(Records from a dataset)
-=-=-=-=-

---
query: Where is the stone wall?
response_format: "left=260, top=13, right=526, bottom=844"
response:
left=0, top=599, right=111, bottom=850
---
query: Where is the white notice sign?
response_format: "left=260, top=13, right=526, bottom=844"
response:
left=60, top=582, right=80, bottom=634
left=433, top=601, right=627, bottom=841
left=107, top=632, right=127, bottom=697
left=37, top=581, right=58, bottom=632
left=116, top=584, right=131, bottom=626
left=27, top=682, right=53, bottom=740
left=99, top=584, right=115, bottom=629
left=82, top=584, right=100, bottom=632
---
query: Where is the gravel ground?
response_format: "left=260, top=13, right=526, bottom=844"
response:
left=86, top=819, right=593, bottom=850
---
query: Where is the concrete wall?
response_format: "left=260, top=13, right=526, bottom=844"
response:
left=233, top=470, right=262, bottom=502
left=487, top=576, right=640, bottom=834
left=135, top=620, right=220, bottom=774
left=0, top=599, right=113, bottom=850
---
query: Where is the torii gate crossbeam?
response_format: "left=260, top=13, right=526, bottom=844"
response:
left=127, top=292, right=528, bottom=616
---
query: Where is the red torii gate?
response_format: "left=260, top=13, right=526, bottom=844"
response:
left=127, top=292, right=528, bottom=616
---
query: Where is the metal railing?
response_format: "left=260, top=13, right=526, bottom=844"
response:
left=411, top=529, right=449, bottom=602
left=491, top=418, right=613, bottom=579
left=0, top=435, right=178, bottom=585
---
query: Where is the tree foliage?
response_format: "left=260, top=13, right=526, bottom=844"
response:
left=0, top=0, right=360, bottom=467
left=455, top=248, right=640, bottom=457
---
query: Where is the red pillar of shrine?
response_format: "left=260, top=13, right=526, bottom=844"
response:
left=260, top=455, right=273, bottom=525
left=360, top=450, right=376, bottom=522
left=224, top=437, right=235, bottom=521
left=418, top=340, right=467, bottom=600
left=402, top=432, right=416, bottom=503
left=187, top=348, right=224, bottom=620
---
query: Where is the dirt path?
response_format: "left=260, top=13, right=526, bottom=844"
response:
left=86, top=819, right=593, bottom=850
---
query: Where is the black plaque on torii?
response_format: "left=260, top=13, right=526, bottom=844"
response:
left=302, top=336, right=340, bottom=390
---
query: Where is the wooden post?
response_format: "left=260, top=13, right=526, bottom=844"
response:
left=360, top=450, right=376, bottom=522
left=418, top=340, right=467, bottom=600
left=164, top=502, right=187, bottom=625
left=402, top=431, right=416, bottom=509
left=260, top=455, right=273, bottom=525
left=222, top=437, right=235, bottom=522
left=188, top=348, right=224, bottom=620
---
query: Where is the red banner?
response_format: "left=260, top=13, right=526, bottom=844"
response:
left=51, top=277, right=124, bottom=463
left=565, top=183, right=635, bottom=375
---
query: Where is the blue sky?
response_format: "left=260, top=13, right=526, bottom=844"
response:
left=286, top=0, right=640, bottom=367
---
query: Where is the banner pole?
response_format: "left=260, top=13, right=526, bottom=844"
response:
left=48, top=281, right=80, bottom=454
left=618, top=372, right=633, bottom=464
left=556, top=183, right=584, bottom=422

-=-=-=-=-

### What is being asked
Which lines in the rows above contain the string "banner"? Gather every one of them and copy each line in full.

### Exercise output
query: Where is the red banner?
query: Where is the banner pole?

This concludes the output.